- WORK TO COMPLETE:
a) In the blog post, where did the palmetto bug run when it came out from behind the toilet paper roll?
b) Carry on the blog post about the Florida apartment, starting after its final sentence.

Monday, July 19, 2010

toooouch doooown

I was going to do this whole post about ways for women to get out of the doghouse but the only suggestions anyone could come up with was head. So instead of wasting a whole post on how head is beneficial to your relationship I said bunk that I'll pass. So last night because I've pretty much been in the doghouse since the weekend I decided to take control of my situation and throw our relationship back to where it was. All happy and full of joy. Right back to where we had absolutely nothing to argue or complain about. That overly happy "beginning" feeling.

I set up tea-light candles all over the bedroom and found a soft R&B cd. I gave this man a full blown profeSHION-al massage. I mean I looked up technique and everything. I.put.it.down. That's how I does. Then I flipped him over for his happy ending. Then....everything was right in the world again.

Enough about my relationship.

Lets discuss my Florida apartment. If I wake up or come home to one more wild bug I'm going to move to Alaska where bugs cant survive. I cant handle this shit!! It isn't little easy to murder bugs either. I'm talking obese ass motherflucking bug ass bugs. One morning I wake up and sit on the toilet and a palmetto bug runs from behind my toilet paper roll into a hole in the caulking of my tub. Then I walk into the kitchen and as I'm putting a dish in the sink Charlotte, Wilber's Charlotte, is just a'dangling right in my face, then...THEN I walk into the bathroom, open the medicine cabinet to get a q-tip, and as I reach my hand in that bish, A TARANTULA looking spider is right by my hand. I screamed bloody murder and closed the bathroom door. My man came over from work and killed it for me and of course two days later another one of his homeboys was in my kitchen cubbard. When I tell you I almost destroyed my kitchen trying to kill this thing while screaming like a lunatic at the same time. Of course, the man came and killed that one too. Then we get to my apartment last night and a flying WATER BUG (aka roach) is on my ceiling. & That hoe was the size of a small bird.

- Photo-based referring expression data:
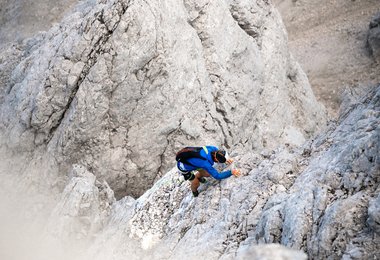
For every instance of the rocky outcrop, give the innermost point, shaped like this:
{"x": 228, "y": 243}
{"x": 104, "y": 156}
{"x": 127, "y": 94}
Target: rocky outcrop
{"x": 321, "y": 199}
{"x": 373, "y": 38}
{"x": 118, "y": 86}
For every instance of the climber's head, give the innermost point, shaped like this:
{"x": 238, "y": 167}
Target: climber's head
{"x": 219, "y": 156}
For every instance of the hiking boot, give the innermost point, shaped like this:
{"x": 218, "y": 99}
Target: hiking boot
{"x": 202, "y": 180}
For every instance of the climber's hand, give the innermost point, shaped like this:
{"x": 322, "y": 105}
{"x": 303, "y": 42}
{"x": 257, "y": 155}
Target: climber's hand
{"x": 236, "y": 172}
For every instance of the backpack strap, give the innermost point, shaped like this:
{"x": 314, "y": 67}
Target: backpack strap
{"x": 190, "y": 152}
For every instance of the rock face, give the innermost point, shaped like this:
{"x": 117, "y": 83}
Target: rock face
{"x": 373, "y": 38}
{"x": 118, "y": 86}
{"x": 322, "y": 199}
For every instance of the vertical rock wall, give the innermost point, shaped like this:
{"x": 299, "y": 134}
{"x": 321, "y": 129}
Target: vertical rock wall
{"x": 119, "y": 86}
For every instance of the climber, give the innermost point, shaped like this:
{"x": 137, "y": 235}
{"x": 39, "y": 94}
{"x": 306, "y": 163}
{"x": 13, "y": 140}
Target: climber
{"x": 201, "y": 160}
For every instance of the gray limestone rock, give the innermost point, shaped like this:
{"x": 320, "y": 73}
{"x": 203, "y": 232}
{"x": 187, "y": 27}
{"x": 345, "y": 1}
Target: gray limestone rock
{"x": 325, "y": 203}
{"x": 119, "y": 86}
{"x": 373, "y": 37}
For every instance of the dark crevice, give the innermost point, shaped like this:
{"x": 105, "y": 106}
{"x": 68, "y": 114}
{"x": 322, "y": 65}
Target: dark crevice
{"x": 91, "y": 61}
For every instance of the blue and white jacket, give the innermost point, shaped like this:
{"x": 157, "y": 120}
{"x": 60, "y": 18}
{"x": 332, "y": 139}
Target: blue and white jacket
{"x": 206, "y": 164}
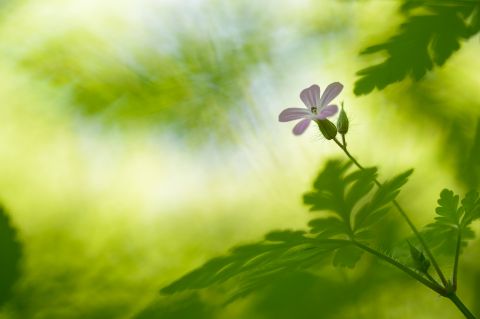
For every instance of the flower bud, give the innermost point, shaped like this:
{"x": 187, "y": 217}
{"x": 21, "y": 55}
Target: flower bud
{"x": 327, "y": 129}
{"x": 342, "y": 122}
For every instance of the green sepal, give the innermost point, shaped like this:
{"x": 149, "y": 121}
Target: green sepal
{"x": 342, "y": 122}
{"x": 327, "y": 128}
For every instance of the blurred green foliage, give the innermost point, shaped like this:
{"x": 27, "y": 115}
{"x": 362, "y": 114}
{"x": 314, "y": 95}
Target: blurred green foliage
{"x": 432, "y": 32}
{"x": 10, "y": 258}
{"x": 190, "y": 73}
{"x": 189, "y": 77}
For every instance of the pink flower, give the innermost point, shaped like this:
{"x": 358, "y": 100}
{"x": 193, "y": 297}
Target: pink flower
{"x": 318, "y": 108}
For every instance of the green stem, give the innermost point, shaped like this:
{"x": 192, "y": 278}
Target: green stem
{"x": 455, "y": 263}
{"x": 432, "y": 285}
{"x": 405, "y": 216}
{"x": 466, "y": 312}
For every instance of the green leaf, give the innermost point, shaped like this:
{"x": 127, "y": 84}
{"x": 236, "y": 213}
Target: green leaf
{"x": 451, "y": 220}
{"x": 429, "y": 36}
{"x": 347, "y": 256}
{"x": 256, "y": 264}
{"x": 373, "y": 211}
{"x": 421, "y": 263}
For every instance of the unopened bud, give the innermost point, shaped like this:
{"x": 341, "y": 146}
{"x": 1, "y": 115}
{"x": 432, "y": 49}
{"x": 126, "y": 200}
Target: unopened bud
{"x": 327, "y": 129}
{"x": 342, "y": 122}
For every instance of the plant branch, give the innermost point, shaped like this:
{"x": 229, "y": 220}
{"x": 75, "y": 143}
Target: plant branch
{"x": 430, "y": 284}
{"x": 466, "y": 312}
{"x": 404, "y": 215}
{"x": 457, "y": 257}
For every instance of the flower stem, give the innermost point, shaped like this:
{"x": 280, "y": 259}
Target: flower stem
{"x": 455, "y": 263}
{"x": 466, "y": 312}
{"x": 405, "y": 217}
{"x": 430, "y": 284}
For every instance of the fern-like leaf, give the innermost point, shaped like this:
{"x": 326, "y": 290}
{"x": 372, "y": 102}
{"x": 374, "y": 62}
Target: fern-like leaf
{"x": 453, "y": 218}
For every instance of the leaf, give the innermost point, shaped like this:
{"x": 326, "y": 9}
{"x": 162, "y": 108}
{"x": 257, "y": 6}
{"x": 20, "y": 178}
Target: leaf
{"x": 337, "y": 190}
{"x": 10, "y": 256}
{"x": 256, "y": 264}
{"x": 347, "y": 256}
{"x": 424, "y": 40}
{"x": 451, "y": 220}
{"x": 375, "y": 209}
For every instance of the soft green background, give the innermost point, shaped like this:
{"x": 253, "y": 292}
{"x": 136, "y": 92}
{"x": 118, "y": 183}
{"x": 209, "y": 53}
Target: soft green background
{"x": 139, "y": 138}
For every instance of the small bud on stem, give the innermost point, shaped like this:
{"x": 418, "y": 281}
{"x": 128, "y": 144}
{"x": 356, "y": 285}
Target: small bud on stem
{"x": 327, "y": 128}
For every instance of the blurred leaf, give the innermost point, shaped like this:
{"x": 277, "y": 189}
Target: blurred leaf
{"x": 347, "y": 256}
{"x": 426, "y": 39}
{"x": 451, "y": 220}
{"x": 346, "y": 195}
{"x": 189, "y": 81}
{"x": 373, "y": 211}
{"x": 187, "y": 307}
{"x": 10, "y": 255}
{"x": 420, "y": 262}
{"x": 338, "y": 190}
{"x": 256, "y": 264}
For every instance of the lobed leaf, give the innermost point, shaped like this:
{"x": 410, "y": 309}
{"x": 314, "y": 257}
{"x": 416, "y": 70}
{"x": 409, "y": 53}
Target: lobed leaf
{"x": 428, "y": 37}
{"x": 255, "y": 264}
{"x": 453, "y": 219}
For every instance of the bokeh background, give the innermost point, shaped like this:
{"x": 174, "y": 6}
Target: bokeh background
{"x": 140, "y": 138}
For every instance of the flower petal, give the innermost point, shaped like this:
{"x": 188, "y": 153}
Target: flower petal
{"x": 301, "y": 126}
{"x": 330, "y": 93}
{"x": 293, "y": 113}
{"x": 327, "y": 111}
{"x": 311, "y": 96}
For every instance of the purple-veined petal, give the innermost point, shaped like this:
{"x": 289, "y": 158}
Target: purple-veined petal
{"x": 330, "y": 93}
{"x": 293, "y": 113}
{"x": 327, "y": 111}
{"x": 311, "y": 96}
{"x": 301, "y": 126}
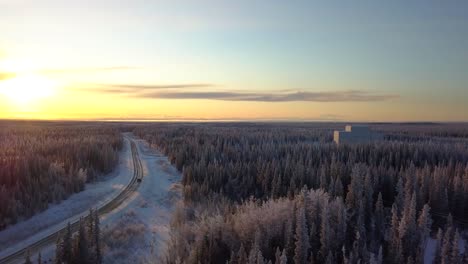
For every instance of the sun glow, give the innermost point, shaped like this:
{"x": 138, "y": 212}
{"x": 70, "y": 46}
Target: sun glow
{"x": 26, "y": 89}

- TASK ANSWERS:
a) Into a hole in the caulking of the tub.

b)
I need to move.

Of course its because I live in Florida and all these bugs live here too but DAMN IT. I cant live like this.

Anyway.

Its been 2 weeks since I've had a cigarette. Yay me *eye roll*. I know its wonderful and I should be ecstatic but truthfully I practically had a gun to my head and it wasnt much of my decision. I wanted to smoke. I kinda miss it. I'm stressed blah blah excuses excuses I know. I dont smoke tree anymore either. *thumbs down*

The things good peen will make you do. So anywhat, I'm gonna drink this coffee and try not to have an attitude with any of my customers today. Y'all enjoy your Monday.